Work request -> Pull out each line of the data that includes the word "clicks".

Data for review ->
+--
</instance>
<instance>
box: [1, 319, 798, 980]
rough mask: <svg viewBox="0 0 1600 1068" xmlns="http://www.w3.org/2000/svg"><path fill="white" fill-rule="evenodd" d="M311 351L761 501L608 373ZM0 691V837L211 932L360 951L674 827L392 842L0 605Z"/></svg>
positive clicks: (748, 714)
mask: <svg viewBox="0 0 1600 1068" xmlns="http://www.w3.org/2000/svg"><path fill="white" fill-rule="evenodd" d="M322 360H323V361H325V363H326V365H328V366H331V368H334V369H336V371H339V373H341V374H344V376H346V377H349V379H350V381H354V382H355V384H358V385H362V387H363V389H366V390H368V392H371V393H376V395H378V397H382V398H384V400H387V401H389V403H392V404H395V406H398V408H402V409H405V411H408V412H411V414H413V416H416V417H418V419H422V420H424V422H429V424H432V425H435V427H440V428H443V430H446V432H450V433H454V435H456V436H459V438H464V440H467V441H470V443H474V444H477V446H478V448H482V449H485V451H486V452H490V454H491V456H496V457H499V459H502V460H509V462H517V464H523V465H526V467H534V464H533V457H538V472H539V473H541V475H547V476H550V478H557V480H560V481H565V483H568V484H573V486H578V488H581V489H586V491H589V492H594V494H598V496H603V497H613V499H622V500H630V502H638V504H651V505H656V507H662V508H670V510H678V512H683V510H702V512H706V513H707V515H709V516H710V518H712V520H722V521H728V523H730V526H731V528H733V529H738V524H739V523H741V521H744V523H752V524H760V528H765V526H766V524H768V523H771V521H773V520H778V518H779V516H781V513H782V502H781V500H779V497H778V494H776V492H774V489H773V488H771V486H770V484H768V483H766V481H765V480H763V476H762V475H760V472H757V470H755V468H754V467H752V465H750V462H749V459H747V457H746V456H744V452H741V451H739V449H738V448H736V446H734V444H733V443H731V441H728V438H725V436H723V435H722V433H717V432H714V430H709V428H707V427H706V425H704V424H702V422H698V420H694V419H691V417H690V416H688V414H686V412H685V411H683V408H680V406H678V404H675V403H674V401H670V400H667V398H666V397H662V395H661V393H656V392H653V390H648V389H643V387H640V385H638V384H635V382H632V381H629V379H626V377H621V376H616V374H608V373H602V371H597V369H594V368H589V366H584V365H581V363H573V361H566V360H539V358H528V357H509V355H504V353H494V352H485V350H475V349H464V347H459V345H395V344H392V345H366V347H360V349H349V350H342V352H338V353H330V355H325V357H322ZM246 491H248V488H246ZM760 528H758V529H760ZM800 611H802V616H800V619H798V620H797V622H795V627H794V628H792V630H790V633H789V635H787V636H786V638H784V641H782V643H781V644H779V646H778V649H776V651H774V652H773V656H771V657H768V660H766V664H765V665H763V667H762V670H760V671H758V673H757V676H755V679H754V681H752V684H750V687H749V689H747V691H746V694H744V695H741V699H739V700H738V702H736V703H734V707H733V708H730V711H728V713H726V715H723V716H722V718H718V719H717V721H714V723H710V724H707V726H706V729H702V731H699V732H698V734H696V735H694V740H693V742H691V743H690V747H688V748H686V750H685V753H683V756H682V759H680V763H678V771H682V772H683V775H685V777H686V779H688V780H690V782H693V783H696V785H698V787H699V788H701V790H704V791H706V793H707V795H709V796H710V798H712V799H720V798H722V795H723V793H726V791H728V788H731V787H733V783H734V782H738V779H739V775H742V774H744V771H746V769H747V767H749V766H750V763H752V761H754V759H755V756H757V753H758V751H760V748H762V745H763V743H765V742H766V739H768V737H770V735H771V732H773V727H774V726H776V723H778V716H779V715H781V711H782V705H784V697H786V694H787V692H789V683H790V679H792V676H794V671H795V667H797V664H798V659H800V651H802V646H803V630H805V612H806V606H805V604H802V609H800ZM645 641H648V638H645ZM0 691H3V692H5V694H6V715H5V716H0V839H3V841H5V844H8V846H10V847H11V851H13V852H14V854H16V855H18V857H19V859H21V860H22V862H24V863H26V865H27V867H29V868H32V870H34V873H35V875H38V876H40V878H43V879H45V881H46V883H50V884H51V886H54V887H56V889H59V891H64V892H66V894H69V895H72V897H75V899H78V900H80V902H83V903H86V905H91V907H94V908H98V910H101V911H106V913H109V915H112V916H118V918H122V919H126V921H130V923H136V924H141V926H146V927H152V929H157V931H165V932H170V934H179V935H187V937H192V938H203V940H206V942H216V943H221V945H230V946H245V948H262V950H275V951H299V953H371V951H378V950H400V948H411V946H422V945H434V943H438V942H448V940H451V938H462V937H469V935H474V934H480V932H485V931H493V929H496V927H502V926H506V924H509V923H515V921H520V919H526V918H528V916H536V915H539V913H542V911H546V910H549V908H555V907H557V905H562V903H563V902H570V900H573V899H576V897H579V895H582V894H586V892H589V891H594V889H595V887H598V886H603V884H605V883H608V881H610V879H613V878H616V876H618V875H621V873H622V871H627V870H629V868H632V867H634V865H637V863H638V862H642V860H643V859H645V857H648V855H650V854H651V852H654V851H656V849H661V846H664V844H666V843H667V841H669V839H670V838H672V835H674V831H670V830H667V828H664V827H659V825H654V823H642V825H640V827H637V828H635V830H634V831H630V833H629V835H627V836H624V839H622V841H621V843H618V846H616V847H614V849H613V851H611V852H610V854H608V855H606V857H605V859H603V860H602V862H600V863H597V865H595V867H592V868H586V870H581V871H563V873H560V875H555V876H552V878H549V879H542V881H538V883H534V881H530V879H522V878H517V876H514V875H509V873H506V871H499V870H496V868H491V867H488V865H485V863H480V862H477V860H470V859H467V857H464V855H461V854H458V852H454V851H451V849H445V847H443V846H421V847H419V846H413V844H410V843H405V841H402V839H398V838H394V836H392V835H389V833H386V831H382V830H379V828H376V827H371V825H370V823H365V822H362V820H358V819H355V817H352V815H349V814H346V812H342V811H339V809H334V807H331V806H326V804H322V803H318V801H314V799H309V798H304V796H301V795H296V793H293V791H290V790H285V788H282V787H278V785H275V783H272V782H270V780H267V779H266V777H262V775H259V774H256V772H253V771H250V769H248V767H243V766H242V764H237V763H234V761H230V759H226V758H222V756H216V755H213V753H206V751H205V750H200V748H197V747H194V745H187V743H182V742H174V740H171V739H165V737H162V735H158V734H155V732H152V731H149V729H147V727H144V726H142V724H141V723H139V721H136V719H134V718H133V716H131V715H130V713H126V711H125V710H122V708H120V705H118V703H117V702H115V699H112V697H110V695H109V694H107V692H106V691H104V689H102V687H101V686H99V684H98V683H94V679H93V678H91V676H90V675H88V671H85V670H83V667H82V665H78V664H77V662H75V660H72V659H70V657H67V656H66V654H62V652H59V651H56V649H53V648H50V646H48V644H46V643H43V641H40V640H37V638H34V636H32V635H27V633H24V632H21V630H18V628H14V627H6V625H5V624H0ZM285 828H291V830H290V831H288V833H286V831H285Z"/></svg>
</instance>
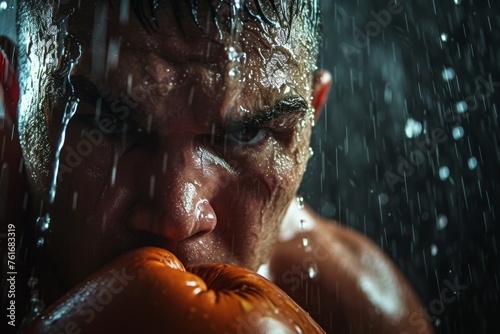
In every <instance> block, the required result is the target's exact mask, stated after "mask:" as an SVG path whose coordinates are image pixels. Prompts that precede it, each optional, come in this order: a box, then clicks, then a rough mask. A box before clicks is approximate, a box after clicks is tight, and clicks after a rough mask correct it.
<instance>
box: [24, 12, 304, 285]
mask: <svg viewBox="0 0 500 334" xmlns="http://www.w3.org/2000/svg"><path fill="white" fill-rule="evenodd" d="M96 8H98V7H95V6H90V5H82V7H81V8H79V9H77V11H76V12H75V13H74V14H73V15H72V16H70V18H69V20H68V32H69V34H70V35H71V36H73V37H74V40H73V39H71V40H72V41H73V42H70V43H69V44H71V43H73V44H72V46H70V45H69V44H68V45H67V47H68V49H71V48H73V49H74V47H75V44H74V41H75V40H76V41H78V43H79V44H80V45H81V47H82V54H81V57H80V58H79V60H78V63H77V64H76V65H75V66H74V67H73V68H72V71H71V80H70V81H71V84H72V87H71V86H68V82H65V80H53V82H54V84H53V85H51V88H50V89H49V90H50V92H49V94H48V96H47V100H46V101H45V103H44V106H45V107H44V108H45V114H46V124H47V132H48V141H49V143H50V147H51V148H52V152H50V154H51V155H52V156H53V155H54V152H55V148H56V146H57V145H58V142H59V140H60V138H61V133H62V131H63V126H62V125H61V124H62V122H63V118H64V117H63V114H64V112H65V110H66V111H68V110H69V109H68V100H69V97H70V96H71V91H72V89H73V90H74V96H75V97H76V98H78V99H79V103H78V104H77V108H76V112H75V114H74V115H73V116H72V118H71V120H70V121H69V123H68V126H67V131H66V137H65V141H64V146H63V147H62V150H61V158H60V167H59V177H58V182H57V192H56V195H55V201H54V204H53V205H52V206H51V207H50V209H49V214H50V216H51V220H52V223H51V229H52V231H51V235H50V238H49V242H48V244H47V254H48V256H49V258H50V261H51V262H52V263H53V264H54V270H55V271H56V273H58V275H59V276H60V277H61V278H62V279H63V281H64V282H65V283H66V284H69V285H71V284H74V283H76V282H77V281H78V280H80V279H82V278H83V277H84V276H85V275H88V274H89V273H91V272H92V271H93V270H95V269H96V268H97V267H98V266H100V265H102V264H103V263H104V262H106V261H108V260H110V259H111V258H112V257H114V256H116V255H118V254H120V253H121V252H123V251H125V250H128V249H131V248H134V247H140V246H145V245H154V246H159V247H163V248H166V249H168V250H170V251H172V252H173V253H174V254H175V255H177V256H178V257H179V259H180V260H181V261H183V263H184V264H185V265H186V266H190V265H194V264H199V263H207V262H226V263H232V264H236V265H240V266H245V267H248V268H252V269H256V268H257V267H258V265H259V264H261V263H262V262H263V261H265V260H266V256H267V254H268V252H269V251H270V248H271V246H272V244H273V242H274V240H275V239H276V235H277V231H278V227H279V224H280V222H281V220H282V218H283V216H284V213H285V210H286V208H287V207H288V204H289V203H290V201H291V200H292V199H293V197H294V195H295V192H296V190H297V188H298V185H299V183H300V180H301V178H302V175H303V172H304V169H305V164H306V162H307V159H308V156H309V136H310V129H311V113H310V108H311V104H310V96H311V67H310V66H309V65H308V66H306V65H305V64H311V58H310V57H311V55H310V54H309V52H308V51H307V50H306V47H307V45H308V40H307V36H306V35H307V34H306V33H305V32H304V31H303V27H304V26H305V24H304V22H301V21H300V20H299V19H296V21H295V23H294V24H293V29H292V31H291V35H290V38H288V37H289V36H288V30H287V29H283V28H279V27H278V28H271V27H270V26H268V25H265V24H263V25H261V24H260V23H257V22H251V21H245V22H244V23H243V29H242V31H241V33H240V34H238V36H236V37H231V35H230V34H227V33H226V32H223V38H222V39H221V38H220V36H219V33H220V32H219V31H218V29H217V28H216V26H215V25H214V23H213V19H212V17H211V16H210V15H209V14H208V13H210V10H209V8H208V7H207V8H204V7H203V5H201V8H200V9H199V15H198V16H199V21H200V25H201V26H202V27H203V30H200V29H199V28H198V27H197V25H196V24H195V21H194V20H193V19H192V18H191V17H190V16H189V13H188V11H187V10H186V11H185V12H183V13H182V14H181V15H183V16H184V20H183V22H182V24H179V22H178V20H177V19H176V18H175V14H174V10H173V9H172V8H171V7H170V6H165V7H160V9H159V12H158V22H159V24H160V28H159V29H158V31H157V32H154V33H151V34H149V33H148V32H146V30H145V29H144V27H143V25H142V24H141V23H140V21H139V20H138V19H137V17H136V16H135V15H133V14H132V13H131V14H130V16H129V19H128V21H127V20H125V21H126V23H124V19H123V16H122V22H120V11H119V9H118V8H117V9H110V8H108V10H107V12H106V11H104V12H103V10H104V9H103V8H100V9H96ZM106 8H107V7H106ZM184 10H185V9H184ZM103 13H104V14H103ZM222 21H223V20H222ZM222 21H221V25H224V22H222ZM180 27H182V29H181V28H180ZM223 30H224V29H223ZM238 60H240V61H238ZM243 60H244V61H243ZM59 61H60V67H61V68H64V67H65V66H67V65H68V64H69V63H68V59H67V58H66V59H64V57H61V58H60V59H59ZM63 86H64V87H63ZM43 154H48V153H47V152H40V156H42V155H43ZM53 161H54V159H52V162H53ZM37 165H38V164H32V166H37ZM46 168H49V167H46ZM32 172H33V173H35V174H38V175H42V174H43V173H41V172H40V171H37V170H36V168H35V170H32ZM51 174H52V173H51V172H49V173H48V176H47V177H46V178H45V179H44V180H42V183H43V184H45V185H49V184H50V183H51V182H52V175H51ZM36 192H37V196H38V197H39V198H43V199H45V203H47V202H48V201H49V195H48V191H47V189H44V190H41V189H38V190H36Z"/></svg>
+--
Response box ->
positive clicks: (748, 714)
In every <instance> block, the required result is the target's exact mask, stated after "mask:" as an SVG path whose coordinates are image pixels. Prompts that precede it, each optional, come in this order: a box, then clicks, then a rough mask. A box before clicks is approximate, a box after clicks is tight, and clicks after a rough mask correct it.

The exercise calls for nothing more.